* _DATA FOR THIS TASK_:
******************************
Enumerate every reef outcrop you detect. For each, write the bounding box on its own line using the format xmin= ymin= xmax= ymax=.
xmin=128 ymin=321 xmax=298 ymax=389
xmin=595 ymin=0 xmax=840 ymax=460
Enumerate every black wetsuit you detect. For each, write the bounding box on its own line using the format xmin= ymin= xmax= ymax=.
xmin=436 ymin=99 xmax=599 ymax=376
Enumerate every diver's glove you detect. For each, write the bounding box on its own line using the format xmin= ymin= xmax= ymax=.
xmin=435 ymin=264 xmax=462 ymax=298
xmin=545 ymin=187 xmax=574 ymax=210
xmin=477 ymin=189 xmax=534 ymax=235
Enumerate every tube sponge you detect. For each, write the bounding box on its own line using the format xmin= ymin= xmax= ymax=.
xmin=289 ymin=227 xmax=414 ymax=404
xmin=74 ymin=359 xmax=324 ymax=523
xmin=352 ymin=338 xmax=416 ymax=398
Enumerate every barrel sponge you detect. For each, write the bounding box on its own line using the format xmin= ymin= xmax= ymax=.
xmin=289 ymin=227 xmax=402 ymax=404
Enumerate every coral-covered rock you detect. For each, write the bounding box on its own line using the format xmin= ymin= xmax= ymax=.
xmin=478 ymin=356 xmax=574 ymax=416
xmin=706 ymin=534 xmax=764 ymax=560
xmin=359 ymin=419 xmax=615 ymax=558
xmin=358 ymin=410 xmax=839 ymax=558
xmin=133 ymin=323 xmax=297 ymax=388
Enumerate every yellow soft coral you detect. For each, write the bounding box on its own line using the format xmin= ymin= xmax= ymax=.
******************************
* _HOW TO COMPLETE THIS TASK_:
Retype, without any change, every line from the one with "Enumerate every diver's" to the bottom of the listing.

* _COMPLETED TASK_:
Enumerate every diver's glove you detect. For each, write the bounding box on its own line using the format xmin= ymin= xmax= ymax=.
xmin=435 ymin=264 xmax=462 ymax=298
xmin=545 ymin=187 xmax=574 ymax=210
xmin=477 ymin=189 xmax=534 ymax=235
Enumerate every tube sponge you detect. For each, write the bounding box on its own line using the format xmin= ymin= xmax= ymax=.
xmin=289 ymin=227 xmax=414 ymax=404
xmin=74 ymin=359 xmax=324 ymax=523
xmin=352 ymin=338 xmax=416 ymax=398
Enumerate every barrel sponge you detect. For each, write the bounding box on its own line using the format xmin= ymin= xmax= ymax=.
xmin=289 ymin=227 xmax=402 ymax=404
Enumerate every coral-covered rock you detect. For each, write the bounding box on its own line using the format xmin= ymin= xmax= ymax=.
xmin=478 ymin=356 xmax=574 ymax=416
xmin=706 ymin=534 xmax=764 ymax=560
xmin=359 ymin=419 xmax=615 ymax=558
xmin=358 ymin=410 xmax=839 ymax=558
xmin=133 ymin=323 xmax=297 ymax=388
Enumerate every yellow soft coral you detect. For each, write the bounding box on its own line using the format xmin= ymin= xmax= ymax=.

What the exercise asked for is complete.